DIRECTIONS —
Reproduce the data below verbatim, beginning at the line that contains "Please drop a marker on the rocky" and continuing through the end of the data.

Items from a dataset —
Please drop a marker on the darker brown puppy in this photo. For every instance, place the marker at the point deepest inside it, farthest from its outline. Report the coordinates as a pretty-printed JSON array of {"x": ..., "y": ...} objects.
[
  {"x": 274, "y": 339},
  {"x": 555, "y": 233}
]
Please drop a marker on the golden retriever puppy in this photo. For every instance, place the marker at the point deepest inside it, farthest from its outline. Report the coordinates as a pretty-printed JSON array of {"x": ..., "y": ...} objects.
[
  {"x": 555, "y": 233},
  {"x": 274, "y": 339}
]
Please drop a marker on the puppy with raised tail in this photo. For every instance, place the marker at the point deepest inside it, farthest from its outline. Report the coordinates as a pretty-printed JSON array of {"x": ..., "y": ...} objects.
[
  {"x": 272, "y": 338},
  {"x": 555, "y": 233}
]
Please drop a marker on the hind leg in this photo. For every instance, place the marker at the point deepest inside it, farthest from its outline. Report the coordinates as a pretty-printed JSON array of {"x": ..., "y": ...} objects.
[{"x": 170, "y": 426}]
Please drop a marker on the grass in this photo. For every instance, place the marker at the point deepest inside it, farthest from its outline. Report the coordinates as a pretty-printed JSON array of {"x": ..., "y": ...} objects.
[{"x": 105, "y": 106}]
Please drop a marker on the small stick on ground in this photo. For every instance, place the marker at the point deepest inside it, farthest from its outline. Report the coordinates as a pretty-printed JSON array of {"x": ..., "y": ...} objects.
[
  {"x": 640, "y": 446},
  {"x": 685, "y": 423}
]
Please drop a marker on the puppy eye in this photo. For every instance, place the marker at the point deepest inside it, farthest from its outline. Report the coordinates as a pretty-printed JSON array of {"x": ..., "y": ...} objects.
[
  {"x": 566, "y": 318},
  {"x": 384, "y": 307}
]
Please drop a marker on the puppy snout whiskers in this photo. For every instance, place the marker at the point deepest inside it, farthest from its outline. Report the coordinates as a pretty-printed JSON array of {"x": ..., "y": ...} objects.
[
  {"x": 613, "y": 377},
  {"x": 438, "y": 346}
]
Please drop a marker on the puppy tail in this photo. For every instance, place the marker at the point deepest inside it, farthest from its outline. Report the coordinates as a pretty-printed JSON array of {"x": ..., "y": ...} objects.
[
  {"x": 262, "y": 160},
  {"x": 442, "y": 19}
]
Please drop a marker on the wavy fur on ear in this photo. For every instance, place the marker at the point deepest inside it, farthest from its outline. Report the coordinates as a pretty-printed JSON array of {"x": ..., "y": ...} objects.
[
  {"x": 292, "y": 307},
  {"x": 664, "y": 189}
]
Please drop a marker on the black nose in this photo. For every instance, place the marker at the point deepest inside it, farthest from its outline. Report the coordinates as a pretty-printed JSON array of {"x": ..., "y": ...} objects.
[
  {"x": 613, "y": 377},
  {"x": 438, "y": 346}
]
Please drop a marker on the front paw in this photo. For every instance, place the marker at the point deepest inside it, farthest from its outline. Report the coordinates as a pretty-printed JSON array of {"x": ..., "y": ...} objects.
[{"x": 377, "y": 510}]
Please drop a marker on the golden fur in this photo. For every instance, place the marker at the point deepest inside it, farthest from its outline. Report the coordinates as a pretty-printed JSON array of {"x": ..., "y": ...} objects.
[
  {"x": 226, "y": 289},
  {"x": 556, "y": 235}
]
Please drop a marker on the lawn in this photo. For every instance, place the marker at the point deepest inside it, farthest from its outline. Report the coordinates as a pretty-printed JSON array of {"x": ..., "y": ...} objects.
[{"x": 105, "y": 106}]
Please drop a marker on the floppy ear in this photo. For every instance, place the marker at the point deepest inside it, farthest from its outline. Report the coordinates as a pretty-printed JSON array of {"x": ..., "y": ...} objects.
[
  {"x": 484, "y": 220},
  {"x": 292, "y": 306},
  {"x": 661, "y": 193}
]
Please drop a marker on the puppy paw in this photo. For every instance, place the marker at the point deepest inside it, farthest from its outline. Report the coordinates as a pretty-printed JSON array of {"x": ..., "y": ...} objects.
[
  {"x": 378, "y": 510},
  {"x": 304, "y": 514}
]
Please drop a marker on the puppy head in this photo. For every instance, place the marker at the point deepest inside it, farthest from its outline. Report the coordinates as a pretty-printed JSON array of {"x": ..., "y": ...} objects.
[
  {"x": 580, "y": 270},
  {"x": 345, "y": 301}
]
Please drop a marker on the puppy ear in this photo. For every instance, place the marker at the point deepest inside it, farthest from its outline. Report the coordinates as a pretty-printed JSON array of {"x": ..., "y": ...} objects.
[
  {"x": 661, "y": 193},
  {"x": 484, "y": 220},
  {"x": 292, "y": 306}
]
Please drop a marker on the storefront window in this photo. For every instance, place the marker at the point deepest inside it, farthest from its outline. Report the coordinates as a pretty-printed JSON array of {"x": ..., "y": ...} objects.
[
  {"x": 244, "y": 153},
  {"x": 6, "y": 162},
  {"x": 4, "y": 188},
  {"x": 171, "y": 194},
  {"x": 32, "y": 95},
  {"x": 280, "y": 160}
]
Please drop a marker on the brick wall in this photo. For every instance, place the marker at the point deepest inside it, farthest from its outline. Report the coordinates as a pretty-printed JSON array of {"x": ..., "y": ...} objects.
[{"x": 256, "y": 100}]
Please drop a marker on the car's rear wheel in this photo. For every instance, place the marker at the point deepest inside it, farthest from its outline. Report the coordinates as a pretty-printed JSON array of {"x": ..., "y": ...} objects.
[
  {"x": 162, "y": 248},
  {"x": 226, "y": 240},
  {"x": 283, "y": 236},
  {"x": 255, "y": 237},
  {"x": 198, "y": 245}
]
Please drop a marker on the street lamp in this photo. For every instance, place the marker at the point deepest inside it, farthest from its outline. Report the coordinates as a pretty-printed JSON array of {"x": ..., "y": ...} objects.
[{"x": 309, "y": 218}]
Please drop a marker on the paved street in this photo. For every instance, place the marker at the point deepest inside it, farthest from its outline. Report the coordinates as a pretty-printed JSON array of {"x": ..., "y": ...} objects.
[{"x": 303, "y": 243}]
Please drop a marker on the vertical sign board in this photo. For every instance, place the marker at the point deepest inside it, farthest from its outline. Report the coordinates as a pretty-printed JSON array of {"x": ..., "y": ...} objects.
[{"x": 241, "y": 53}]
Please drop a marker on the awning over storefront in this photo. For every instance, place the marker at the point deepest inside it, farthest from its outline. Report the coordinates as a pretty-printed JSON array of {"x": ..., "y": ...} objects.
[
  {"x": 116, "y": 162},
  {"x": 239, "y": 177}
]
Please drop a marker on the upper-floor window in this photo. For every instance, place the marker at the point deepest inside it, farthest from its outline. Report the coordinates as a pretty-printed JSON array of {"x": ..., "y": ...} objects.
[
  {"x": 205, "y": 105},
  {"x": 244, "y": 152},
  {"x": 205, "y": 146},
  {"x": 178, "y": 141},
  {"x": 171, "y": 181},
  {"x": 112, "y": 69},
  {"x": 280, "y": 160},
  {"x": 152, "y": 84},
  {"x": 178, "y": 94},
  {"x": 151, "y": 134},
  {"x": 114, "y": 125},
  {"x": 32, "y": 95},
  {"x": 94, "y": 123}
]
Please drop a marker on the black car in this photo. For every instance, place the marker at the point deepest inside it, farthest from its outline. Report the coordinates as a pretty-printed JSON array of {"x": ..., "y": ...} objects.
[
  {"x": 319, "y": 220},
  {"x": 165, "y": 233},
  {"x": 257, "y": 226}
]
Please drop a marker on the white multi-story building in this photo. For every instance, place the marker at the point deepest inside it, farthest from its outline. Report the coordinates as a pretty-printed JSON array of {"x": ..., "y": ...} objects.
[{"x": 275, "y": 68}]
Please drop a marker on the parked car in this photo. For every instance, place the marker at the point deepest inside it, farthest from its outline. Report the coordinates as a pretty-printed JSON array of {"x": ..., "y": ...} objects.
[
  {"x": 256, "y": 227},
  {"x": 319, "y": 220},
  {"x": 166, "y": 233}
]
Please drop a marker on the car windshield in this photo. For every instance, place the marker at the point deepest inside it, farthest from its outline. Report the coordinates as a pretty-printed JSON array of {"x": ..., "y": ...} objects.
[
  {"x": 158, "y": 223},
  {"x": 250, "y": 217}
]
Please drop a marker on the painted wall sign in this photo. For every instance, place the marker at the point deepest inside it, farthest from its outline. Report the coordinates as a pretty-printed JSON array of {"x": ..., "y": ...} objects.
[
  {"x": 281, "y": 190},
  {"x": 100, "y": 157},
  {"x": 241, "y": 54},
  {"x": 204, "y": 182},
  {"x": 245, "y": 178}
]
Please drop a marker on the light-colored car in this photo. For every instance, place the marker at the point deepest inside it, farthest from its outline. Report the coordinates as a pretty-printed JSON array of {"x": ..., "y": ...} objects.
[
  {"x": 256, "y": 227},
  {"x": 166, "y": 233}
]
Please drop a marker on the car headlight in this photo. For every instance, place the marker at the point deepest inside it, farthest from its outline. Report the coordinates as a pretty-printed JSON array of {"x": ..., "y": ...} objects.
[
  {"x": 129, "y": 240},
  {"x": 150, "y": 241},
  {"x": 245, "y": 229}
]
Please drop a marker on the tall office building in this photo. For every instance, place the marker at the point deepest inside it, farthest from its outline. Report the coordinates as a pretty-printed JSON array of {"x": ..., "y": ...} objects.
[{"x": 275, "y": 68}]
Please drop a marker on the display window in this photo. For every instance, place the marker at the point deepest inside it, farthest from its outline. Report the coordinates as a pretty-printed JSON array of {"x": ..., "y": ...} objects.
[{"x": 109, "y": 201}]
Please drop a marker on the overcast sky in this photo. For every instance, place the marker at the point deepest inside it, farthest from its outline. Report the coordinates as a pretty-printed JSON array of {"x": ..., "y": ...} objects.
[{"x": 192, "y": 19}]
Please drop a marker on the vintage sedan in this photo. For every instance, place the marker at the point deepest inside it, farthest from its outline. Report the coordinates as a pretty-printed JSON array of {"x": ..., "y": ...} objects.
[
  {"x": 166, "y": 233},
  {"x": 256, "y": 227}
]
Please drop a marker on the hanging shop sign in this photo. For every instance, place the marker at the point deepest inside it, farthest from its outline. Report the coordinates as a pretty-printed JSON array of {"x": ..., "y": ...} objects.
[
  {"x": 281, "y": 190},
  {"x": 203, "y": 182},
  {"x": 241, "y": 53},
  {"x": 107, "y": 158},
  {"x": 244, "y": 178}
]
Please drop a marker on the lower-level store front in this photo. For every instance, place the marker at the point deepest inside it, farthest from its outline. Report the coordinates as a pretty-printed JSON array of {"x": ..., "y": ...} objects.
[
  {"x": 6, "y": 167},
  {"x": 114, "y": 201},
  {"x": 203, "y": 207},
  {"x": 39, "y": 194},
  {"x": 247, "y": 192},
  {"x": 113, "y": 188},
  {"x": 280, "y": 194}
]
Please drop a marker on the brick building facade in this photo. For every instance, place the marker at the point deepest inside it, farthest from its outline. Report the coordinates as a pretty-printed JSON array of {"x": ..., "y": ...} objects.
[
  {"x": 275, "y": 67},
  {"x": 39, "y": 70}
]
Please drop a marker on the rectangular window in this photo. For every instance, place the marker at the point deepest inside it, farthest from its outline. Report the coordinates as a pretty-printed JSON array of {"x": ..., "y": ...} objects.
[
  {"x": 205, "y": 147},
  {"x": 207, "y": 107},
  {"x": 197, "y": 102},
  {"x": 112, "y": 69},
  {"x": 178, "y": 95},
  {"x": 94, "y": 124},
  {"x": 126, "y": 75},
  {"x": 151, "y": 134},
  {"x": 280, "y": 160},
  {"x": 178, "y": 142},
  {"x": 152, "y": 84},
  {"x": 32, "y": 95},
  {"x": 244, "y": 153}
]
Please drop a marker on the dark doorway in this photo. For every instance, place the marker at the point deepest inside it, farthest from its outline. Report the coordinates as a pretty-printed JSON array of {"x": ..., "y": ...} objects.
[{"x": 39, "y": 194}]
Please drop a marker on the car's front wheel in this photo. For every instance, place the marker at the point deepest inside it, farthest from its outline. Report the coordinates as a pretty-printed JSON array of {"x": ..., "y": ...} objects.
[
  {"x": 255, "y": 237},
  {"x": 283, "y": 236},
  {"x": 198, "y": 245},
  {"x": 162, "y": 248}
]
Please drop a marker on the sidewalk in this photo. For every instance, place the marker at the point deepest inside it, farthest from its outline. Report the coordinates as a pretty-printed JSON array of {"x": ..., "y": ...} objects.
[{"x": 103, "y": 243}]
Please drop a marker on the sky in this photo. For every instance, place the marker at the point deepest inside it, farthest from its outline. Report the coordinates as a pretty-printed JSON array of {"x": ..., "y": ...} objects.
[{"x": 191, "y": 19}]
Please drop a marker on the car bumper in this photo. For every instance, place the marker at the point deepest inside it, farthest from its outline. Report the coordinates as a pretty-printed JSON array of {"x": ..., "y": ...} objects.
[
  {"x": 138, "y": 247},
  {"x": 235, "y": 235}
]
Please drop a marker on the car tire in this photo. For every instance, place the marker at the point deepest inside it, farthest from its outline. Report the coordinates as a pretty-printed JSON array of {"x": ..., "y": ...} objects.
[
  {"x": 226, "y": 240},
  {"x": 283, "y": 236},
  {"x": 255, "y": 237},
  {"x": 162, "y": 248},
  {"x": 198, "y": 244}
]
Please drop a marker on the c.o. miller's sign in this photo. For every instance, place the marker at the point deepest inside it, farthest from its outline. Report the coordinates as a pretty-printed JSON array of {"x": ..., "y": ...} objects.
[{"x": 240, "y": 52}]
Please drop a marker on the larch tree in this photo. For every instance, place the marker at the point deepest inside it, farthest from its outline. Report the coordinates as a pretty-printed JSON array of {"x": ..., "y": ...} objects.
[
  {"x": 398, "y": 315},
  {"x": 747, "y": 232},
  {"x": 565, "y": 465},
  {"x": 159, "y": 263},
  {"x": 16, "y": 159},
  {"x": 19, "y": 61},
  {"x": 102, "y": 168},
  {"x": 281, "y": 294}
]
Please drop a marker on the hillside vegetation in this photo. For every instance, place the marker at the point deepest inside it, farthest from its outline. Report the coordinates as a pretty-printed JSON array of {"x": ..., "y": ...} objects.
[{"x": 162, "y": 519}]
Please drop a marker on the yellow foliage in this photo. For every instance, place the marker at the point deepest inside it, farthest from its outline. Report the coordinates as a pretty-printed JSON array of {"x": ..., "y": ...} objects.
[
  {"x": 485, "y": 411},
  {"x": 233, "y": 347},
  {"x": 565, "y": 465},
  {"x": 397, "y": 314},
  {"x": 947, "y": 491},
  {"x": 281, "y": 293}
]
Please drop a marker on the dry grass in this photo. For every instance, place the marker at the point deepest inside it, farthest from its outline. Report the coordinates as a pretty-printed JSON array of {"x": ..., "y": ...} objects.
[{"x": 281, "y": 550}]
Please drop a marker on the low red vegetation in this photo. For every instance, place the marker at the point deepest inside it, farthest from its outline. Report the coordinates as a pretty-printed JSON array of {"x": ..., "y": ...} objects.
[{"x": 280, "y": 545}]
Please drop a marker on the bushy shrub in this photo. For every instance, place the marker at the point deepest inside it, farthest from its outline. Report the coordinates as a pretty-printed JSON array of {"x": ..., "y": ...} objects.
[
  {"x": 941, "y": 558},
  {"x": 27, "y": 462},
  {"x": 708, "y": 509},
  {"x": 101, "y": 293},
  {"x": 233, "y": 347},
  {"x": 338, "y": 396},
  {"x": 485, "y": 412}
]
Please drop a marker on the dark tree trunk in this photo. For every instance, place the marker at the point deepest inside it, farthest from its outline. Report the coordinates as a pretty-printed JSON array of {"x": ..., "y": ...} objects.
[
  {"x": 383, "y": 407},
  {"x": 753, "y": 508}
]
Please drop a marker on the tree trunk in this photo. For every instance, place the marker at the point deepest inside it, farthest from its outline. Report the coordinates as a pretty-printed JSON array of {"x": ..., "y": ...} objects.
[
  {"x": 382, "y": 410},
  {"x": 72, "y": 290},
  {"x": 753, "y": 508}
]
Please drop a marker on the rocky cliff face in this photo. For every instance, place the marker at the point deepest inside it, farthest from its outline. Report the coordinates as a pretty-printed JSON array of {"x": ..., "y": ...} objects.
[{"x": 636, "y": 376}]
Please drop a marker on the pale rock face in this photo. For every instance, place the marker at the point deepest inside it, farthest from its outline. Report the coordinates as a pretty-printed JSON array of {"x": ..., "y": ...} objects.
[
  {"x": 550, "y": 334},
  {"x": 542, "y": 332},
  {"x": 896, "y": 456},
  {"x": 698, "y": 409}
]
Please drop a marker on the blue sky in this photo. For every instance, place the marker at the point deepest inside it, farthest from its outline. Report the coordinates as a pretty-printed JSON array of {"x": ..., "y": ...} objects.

TASK OUTPUT —
Please drop a marker on the rocky cliff face in this photo. For every instance, place the marker at the point deepest inside it, farthest from its outline. Report the coordinates as a pretty-printed JSON array of {"x": ..., "y": ...} objects.
[{"x": 636, "y": 376}]
Please drop a marker on the pale rock face in this photo. For every instance, place the marker at the point deepest inside it, farthest from its outline. Report the coordinates as a pretty-printed JSON array of {"x": ..., "y": ...} objects.
[
  {"x": 550, "y": 334},
  {"x": 542, "y": 332},
  {"x": 896, "y": 456},
  {"x": 698, "y": 409}
]
Please drop a marker on the blue sky in this photo. For every instance, place the marker at the point deepest inside it, farthest from its outline. Report the coordinates as a pretty-printed JSON array of {"x": ..., "y": ...} objects.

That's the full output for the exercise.